Em 1986, outra guinada, dessa vez atrelada a uma evolução técnica e
uma sofisticação do roteiro e da construção das personagens, com o belo
filme Matador. Para o sucesso internacional seria um pulo. Em 1988,
Mulheres à beira de um ataque de nervos entraria para os grandes circuitos,
o que culminaria com a indicação para o Oscar de melhor filme estrangeiro.
O tratamento escrachado e absurdo do roteiro alia-se ao refinamento e
elegância dos planos, o que redunda em desconcerto da platéia. Baseado na
peça A voz humana, de Jean Cocteau, o filme trata de uma mulher em crise
profunda. Na trama, Carmem Maura é Pepa, uma dubladora e atriz de Tevê que
é abandonada pelo amante e, à beira de um ataque de nervos, tenta suicídio.
O resultado é uma colcha de retalhos muito bem tecida pelo cineasta, que,
ao trabalhar a extravagância das cores, a excentricidade dos objetos de
cena, a mistura gêneros, cria um bordado singular. Também na mesma trilha
de Mulheres à beira de um ataque de nervos, Ata-me! (1990), De salto alto
(1991) e Kika (1993), trarão personagens femininas fortes tratadas pelo
viés cômico. Em De salto alto, por exemplo, a história gira em torno da
difícil convivência entre mãe/filha, vividas por Marisa Paredes e Victória
Abril. Na primeira cena, Rebeca (a filha) espera a mãe, depois de quinze
anos em vê-la, sentada em um aeroporto. Uma fusão faz surgir um flashback,
depois outro. Ambos apresentam momentos cruciais da relação de Rebeca com
sua mãe, Bechy del Páramo, cantora pop e estrela de cinema. O encontro das
duas arremata o que os flashbacks já prenunciavam: enquanto a filha venera
a mãe, a mãe, no fundo, pouco se importa com ela, preferindo a companhia
dos fotógrafos e jornalistas. Em sua primeira meia hora, o filme se
desenrola como um melodrama, ou como um drama psicológico na linhagem
daqueles clássicos de Joseph L. Mankiewicz, o mais famoso A malvada, com
Bette Davis (cujo título original All about Eve, é reverenciado em Tudo
sobre minha mãe). Aos poucos, sobretudo a partir da aparição do Juiz
Domingues e de sua mãe, o filme ganha ares de comédia e, em seguida, de
intriga policial. À história da relação da mãe com a filha se adiciona
outra, a do assassinato de Manuel – ex-amante de Becky e marido de Rebeca
–, e posteriormente a do amor que o juiz nutre por Rebeca. A sobreposição
de histórias termina por diluir a trama principal, por outro lado, De salto
alto já anuncia, com o perdão do trocadilho, o último, até agora, e grande
salto na carreira do diretor.

CONTEÚDO DOS DADOS »

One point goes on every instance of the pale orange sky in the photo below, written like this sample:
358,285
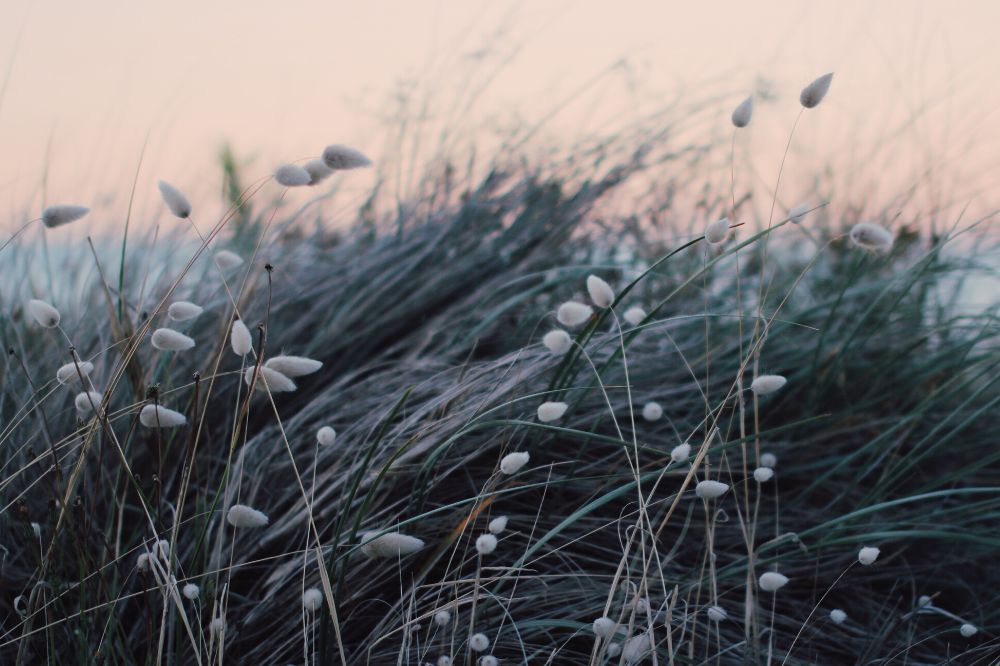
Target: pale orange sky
89,80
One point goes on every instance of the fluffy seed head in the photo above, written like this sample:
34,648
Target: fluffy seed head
498,524
167,339
312,599
868,555
551,411
680,453
57,216
391,544
717,613
718,231
652,411
486,544
600,292
573,314
269,380
339,158
43,313
292,175
241,515
240,338
68,373
743,112
158,416
183,310
634,315
293,366
772,581
479,642
709,489
175,200
557,341
797,214
326,436
871,236
814,93
512,462
227,260
87,401
765,384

SUA TAREFA » Pode reproduzir, sem nenhuma alteração, a parte do trecho sobre os filmes do cineasta começando em "Em 1986, outra" e terminando em "melhor filme estrangeiro."?

RESPOSTA À TAREFA »
Em 1986, outra guinada, dessa vez atrelada a uma evolução técnica e
uma sofisticação do roteiro e da construção das personagens, com o belo
filme Matador. Para o sucesso internacional seria um pulo. Em 1988,
Mulheres à beira de um ataque de nervos entraria para os grandes circuitos,
o que culminaria com a indicação para o Oscar de melhor filme estrangeiro.